## [Task]
Repeat every record below exactly as written.

## [Material]
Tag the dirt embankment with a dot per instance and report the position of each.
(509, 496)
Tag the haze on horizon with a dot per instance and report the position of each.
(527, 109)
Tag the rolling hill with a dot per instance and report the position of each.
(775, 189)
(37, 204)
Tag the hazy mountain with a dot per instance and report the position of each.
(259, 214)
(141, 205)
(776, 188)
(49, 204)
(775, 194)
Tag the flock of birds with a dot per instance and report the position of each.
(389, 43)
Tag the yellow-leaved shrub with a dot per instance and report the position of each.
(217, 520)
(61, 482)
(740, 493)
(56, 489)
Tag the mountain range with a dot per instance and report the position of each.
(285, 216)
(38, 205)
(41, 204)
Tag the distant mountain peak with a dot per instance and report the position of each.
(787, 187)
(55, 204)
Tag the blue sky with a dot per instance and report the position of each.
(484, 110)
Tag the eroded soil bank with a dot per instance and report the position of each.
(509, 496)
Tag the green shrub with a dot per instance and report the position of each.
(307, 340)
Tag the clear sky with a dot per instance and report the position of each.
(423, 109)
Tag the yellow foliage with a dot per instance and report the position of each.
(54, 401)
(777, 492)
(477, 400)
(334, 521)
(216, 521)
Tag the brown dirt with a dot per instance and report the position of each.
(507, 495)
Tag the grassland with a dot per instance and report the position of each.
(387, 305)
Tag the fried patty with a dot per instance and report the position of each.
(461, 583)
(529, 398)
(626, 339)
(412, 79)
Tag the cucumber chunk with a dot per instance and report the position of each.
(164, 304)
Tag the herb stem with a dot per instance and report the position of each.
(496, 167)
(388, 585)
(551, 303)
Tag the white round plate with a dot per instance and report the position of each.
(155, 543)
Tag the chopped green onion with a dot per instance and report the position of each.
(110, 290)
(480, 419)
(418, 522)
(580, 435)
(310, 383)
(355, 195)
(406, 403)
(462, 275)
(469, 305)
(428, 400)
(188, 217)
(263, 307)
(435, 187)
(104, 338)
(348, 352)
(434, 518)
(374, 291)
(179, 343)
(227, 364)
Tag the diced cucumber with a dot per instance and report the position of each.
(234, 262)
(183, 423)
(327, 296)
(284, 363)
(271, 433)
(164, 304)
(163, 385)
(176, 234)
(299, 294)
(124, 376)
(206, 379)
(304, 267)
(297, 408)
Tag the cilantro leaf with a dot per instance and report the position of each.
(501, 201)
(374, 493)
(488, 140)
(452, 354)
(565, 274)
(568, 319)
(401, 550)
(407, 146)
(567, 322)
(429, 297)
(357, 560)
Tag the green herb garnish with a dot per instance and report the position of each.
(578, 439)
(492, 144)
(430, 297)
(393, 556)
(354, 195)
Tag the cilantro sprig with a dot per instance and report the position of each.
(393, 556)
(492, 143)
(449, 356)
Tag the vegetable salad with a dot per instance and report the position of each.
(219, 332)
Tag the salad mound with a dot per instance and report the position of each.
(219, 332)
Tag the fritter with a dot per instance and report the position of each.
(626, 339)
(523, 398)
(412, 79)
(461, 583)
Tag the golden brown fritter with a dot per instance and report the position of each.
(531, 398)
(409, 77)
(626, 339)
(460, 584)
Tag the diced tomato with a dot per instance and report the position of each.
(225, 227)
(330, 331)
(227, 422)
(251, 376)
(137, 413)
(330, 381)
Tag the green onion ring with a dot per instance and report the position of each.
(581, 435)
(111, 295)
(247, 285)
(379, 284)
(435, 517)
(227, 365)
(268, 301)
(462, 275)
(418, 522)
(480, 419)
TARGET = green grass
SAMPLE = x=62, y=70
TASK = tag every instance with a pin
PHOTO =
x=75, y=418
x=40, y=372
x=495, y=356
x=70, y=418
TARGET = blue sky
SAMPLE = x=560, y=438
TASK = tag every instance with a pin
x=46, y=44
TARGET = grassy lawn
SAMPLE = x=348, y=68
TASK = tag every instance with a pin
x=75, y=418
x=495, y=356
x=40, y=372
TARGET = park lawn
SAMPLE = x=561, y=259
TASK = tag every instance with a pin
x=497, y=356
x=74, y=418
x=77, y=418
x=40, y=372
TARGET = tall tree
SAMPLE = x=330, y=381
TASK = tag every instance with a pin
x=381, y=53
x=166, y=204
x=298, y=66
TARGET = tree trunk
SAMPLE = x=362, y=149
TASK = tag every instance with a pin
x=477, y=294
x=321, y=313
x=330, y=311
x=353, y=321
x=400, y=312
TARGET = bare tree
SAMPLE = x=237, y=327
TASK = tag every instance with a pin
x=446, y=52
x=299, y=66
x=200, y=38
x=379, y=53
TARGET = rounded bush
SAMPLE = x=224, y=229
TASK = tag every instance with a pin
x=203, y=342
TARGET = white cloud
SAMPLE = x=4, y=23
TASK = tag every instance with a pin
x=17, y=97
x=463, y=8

## [Solution to the exercise]
Tag the dirt embankment with a dot per instance and report the position of each.
(509, 496)
Tag the haze on horizon with a dot per instance and report the position of each.
(527, 109)
Tag the rolling hill with a dot per instance and report the position of each.
(775, 189)
(37, 204)
Tag the hazy mountain with a dot per instance and report the position of each.
(259, 214)
(141, 205)
(776, 188)
(49, 204)
(775, 194)
Tag the flock of birds with a dot per instance and report the position of each.
(389, 43)
Tag the yellow-leaved shrub with a dot per instance and report the position of each.
(217, 520)
(61, 482)
(740, 493)
(56, 489)
Tag the mountain range with a dot per instance and report the position of each.
(285, 216)
(38, 205)
(41, 204)
Tag the distant mountain peak with a dot per instance and report the position of each.
(787, 187)
(55, 204)
Tag the blue sky with a dot per instance and report the position of each.
(484, 110)
Tag the eroded soil bank with a dot per instance and report the position of each.
(509, 496)
Tag the green shrub with a dot per instance and report the position of each.
(307, 340)
Tag the clear sky with a dot per instance and report the position of each.
(423, 109)
Tag the yellow foliage with a dot per instance and report the position of each.
(54, 401)
(777, 492)
(477, 400)
(334, 521)
(216, 521)
Tag the brown dirt with a dot per instance and report the position of each.
(507, 495)
Tag the grassland with a dot per instance and report the position of each.
(387, 305)
Tag the fried patty with a dot per instance and report the position of each.
(461, 583)
(529, 398)
(626, 339)
(412, 79)
Tag the cucumber chunk with a dot per instance and report the position of each.
(164, 304)
Tag the herb stem with a dot per instance and report the position of each.
(496, 167)
(388, 585)
(551, 303)
Tag the white round plate with a dot per instance and report the position of each.
(155, 543)
Tag the chopped green onion with a dot per instance and report the position of each.
(110, 290)
(480, 419)
(418, 522)
(580, 435)
(310, 383)
(355, 195)
(406, 403)
(462, 275)
(469, 305)
(428, 400)
(188, 217)
(263, 307)
(435, 187)
(104, 338)
(348, 352)
(434, 518)
(374, 291)
(179, 343)
(227, 364)
Tag the diced cucumber with a dot per instance and report the position of each.
(234, 262)
(183, 423)
(327, 296)
(284, 363)
(271, 433)
(164, 304)
(163, 385)
(176, 234)
(299, 294)
(124, 376)
(206, 379)
(304, 267)
(297, 408)
Tag the cilantro leaf with a dot per instance and report the position of each.
(501, 201)
(374, 493)
(488, 140)
(452, 354)
(565, 274)
(568, 319)
(401, 550)
(407, 146)
(567, 322)
(429, 297)
(357, 560)
Tag the green herb garnish with a dot per instance and report the position of each.
(578, 439)
(492, 144)
(430, 297)
(393, 556)
(354, 195)
Tag the cilantro sprig with a dot per instance and report the position of each.
(393, 556)
(492, 143)
(449, 356)
Tag the vegetable salad with a dot per instance and report the position of each.
(219, 332)
Tag the salad mound with a dot per instance and report the position of each.
(219, 332)
Tag the fritter with a dot per instance and report the position of each.
(626, 339)
(523, 398)
(412, 79)
(461, 583)
Tag the golden brown fritter with a dot per instance and report the position of each.
(531, 398)
(409, 77)
(626, 339)
(460, 584)
Tag the diced tomato with a dot per instance and report the position of each.
(225, 227)
(330, 331)
(227, 422)
(251, 376)
(137, 413)
(330, 381)
Tag the green onion ring with a dot per instance and report the position of each.
(581, 435)
(111, 295)
(247, 285)
(379, 284)
(435, 517)
(227, 365)
(268, 301)
(462, 275)
(418, 522)
(480, 419)
TARGET = green grass
SAMPLE = x=62, y=70
TASK = tag every instance with a pin
PHOTO =
x=75, y=418
x=40, y=372
x=495, y=356
x=70, y=418
TARGET = blue sky
SAMPLE = x=560, y=438
TASK = tag every instance with a pin
x=46, y=44
TARGET = grassy lawn
SAMPLE = x=348, y=68
TASK = tag every instance with a pin
x=75, y=418
x=495, y=356
x=40, y=372
TARGET = park lawn
SAMPLE = x=561, y=259
TASK = tag every instance with a pin
x=497, y=356
x=74, y=418
x=77, y=418
x=40, y=372
TARGET = tall tree
SAMPLE = x=330, y=381
TASK = tag every instance with a pin
x=381, y=53
x=166, y=204
x=298, y=66
TARGET = tree trunk
SAMPLE = x=362, y=149
TASK = tag every instance with a pin
x=477, y=294
x=321, y=313
x=330, y=311
x=353, y=321
x=400, y=312
TARGET = bare tree
SAMPLE = x=237, y=327
TASK = tag every instance with a pin
x=446, y=52
x=299, y=66
x=200, y=38
x=379, y=53
TARGET = rounded bush
SAMPLE = x=224, y=229
TASK = tag every instance with a pin
x=203, y=342
TARGET = white cloud
SAMPLE = x=4, y=23
TASK = tag every instance with a pin
x=17, y=97
x=463, y=8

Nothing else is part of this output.